--- GIVEN DATA Enclosed Below ---
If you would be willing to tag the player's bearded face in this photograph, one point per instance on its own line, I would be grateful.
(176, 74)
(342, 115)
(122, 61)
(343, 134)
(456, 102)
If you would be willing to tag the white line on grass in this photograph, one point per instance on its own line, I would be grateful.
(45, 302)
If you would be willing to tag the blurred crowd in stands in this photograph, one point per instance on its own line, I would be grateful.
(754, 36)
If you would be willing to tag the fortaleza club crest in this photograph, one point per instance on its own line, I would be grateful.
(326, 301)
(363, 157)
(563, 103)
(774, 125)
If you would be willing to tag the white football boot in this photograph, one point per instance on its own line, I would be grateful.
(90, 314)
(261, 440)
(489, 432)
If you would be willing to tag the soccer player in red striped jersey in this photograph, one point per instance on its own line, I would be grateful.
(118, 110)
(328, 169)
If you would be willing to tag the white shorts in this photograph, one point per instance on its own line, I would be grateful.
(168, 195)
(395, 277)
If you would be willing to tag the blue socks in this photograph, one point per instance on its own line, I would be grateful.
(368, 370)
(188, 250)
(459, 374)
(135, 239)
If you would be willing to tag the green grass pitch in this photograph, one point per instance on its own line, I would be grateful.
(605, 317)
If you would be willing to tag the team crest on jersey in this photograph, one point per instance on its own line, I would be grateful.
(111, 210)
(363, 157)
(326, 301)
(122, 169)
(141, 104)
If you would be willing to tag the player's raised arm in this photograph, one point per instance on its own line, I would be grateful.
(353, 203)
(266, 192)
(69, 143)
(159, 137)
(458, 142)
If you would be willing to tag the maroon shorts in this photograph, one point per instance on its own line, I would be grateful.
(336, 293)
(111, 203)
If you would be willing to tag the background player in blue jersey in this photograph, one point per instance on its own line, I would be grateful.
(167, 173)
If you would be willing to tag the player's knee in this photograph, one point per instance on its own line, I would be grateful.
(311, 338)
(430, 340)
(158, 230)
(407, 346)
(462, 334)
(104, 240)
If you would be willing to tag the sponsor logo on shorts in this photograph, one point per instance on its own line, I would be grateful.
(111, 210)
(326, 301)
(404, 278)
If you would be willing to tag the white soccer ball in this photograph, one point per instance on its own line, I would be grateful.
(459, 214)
--- End of Enclosed GIVEN DATA ---
» WORK INSTRUCTION: Each of the lines from the one that contains "If you would be willing to tag the sponsor" through the last line of the data needs to be repeated exactly, with no others.

» SOLUTION TO THIS PROBLEM:
If you would be willing to tag the sponsor logo on shorts in this photograph, one point per instance on its own line, I would be grateful.
(111, 210)
(326, 301)
(404, 278)
If you would be willing to tag the white soccer ball in this photograph, one point per instance on its own line, I would be grateful.
(459, 214)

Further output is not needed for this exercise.